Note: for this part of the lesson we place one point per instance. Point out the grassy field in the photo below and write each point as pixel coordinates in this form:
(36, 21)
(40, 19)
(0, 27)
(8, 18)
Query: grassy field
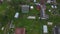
(32, 26)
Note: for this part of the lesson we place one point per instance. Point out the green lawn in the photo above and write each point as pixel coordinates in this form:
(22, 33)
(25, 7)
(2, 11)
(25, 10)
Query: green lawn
(32, 26)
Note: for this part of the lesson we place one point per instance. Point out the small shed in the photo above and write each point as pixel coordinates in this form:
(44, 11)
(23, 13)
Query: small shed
(25, 8)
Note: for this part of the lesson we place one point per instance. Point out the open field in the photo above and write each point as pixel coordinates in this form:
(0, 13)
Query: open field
(32, 26)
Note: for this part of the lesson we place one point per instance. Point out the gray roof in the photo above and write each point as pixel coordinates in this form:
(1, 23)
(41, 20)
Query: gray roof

§ **STATED PROBLEM**
Rewrite all of the data above, replacing every "pixel coordinates" with "image coordinates" and changing nothing else. Leave the pictures out of your version.

§ **FINISHED TASK**
Note: for this part of the lesson we place one point per instance. Point out the grassy field in the photo below and write each point as image coordinates in this form:
(36, 21)
(40, 19)
(0, 27)
(8, 18)
Query: grassy field
(32, 26)
Note: for this part of the lesson we place one point per instance. Point out the green lawn in the photo above and write each point as image coordinates in this form:
(22, 33)
(25, 7)
(2, 11)
(25, 10)
Query: green lawn
(32, 26)
Note: for this part of the lesson we place one point per instance. Point out the small shed in the photo above and write each point as image coordinates in this form:
(44, 11)
(23, 13)
Query: small shed
(25, 8)
Note: for this part of the lesson we place one point per instance. Point out the open field in the photo above and write each point as image coordinates in this form:
(0, 13)
Query: open field
(32, 26)
Note: for this part of the lesson we place one point per instance. Point out the gray roof in the photo above and write each point as image coordinates in this form:
(1, 23)
(41, 20)
Query: gray roof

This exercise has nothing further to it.